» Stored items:
###

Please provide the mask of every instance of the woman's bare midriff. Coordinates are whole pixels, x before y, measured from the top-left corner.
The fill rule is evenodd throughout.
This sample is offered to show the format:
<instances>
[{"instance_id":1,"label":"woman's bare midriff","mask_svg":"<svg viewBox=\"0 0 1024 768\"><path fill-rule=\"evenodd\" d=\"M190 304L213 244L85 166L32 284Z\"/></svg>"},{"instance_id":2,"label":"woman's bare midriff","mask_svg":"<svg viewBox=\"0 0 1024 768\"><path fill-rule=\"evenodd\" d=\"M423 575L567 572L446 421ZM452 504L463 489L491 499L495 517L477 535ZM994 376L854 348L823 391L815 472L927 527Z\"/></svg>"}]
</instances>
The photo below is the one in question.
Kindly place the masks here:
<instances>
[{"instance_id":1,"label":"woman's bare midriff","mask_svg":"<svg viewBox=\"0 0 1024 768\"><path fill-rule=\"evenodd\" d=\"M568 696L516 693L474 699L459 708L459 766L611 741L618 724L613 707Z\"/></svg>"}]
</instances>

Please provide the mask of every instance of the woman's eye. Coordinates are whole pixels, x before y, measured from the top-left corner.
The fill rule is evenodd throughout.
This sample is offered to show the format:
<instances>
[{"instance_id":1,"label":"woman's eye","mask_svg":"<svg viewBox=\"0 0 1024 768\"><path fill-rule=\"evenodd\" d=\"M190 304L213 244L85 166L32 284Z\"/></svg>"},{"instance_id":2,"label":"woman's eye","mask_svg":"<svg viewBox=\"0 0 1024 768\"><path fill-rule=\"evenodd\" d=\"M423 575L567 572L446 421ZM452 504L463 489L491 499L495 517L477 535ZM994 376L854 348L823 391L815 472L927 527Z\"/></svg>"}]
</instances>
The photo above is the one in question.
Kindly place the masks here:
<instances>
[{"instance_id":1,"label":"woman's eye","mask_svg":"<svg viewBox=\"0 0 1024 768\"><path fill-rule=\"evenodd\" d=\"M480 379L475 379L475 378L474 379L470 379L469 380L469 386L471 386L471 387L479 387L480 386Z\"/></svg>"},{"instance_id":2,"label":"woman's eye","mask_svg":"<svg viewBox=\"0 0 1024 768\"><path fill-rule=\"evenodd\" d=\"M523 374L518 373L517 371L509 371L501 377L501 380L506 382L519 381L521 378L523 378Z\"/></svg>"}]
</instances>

###

Reproduce all the data exactly. Include every line.

Please provide the mask of every instance of the woman's bare midriff. Coordinates are whole pixels, x before y, measured from the top-left corner.
The fill rule is evenodd throughout.
This sample is offered to show the format:
<instances>
[{"instance_id":1,"label":"woman's bare midriff","mask_svg":"<svg viewBox=\"0 0 1024 768\"><path fill-rule=\"evenodd\" d=\"M190 304L213 244L85 166L32 284Z\"/></svg>"},{"instance_id":2,"label":"woman's bare midriff","mask_svg":"<svg viewBox=\"0 0 1024 768\"><path fill-rule=\"evenodd\" d=\"M423 575L567 572L446 421ZM452 504L463 489L491 499L495 517L477 535ZM994 376L854 348L823 391L815 472L927 527Z\"/></svg>"}]
</instances>
The photo below is the one in question.
Kindly place the masks here:
<instances>
[{"instance_id":1,"label":"woman's bare midriff","mask_svg":"<svg viewBox=\"0 0 1024 768\"><path fill-rule=\"evenodd\" d=\"M568 696L516 693L474 699L459 708L459 766L611 741L618 724L613 707Z\"/></svg>"}]
</instances>

Please provide the mask of every instance of the woman's eye. Coordinates are whole pixels, x before y, measured from the top-left corner.
The fill rule is evenodd throughout.
This sample is offered to show the format:
<instances>
[{"instance_id":1,"label":"woman's eye","mask_svg":"<svg viewBox=\"0 0 1024 768\"><path fill-rule=\"evenodd\" d=\"M190 304L213 244L85 166L32 284Z\"/></svg>"},{"instance_id":2,"label":"woman's eye","mask_svg":"<svg viewBox=\"0 0 1024 768\"><path fill-rule=\"evenodd\" d=\"M423 575L567 572L446 421ZM452 504L463 489L491 499L495 517L477 535ZM994 376L854 348L823 391L815 472L927 527Z\"/></svg>"}]
</instances>
The photo above is the one in question.
Kindly place the masks here:
<instances>
[{"instance_id":1,"label":"woman's eye","mask_svg":"<svg viewBox=\"0 0 1024 768\"><path fill-rule=\"evenodd\" d=\"M480 379L475 379L475 378L474 379L470 379L469 380L469 386L471 386L471 387L479 387L480 386Z\"/></svg>"},{"instance_id":2,"label":"woman's eye","mask_svg":"<svg viewBox=\"0 0 1024 768\"><path fill-rule=\"evenodd\" d=\"M523 374L518 373L517 371L509 371L501 377L501 380L506 382L519 381L521 378L523 378Z\"/></svg>"}]
</instances>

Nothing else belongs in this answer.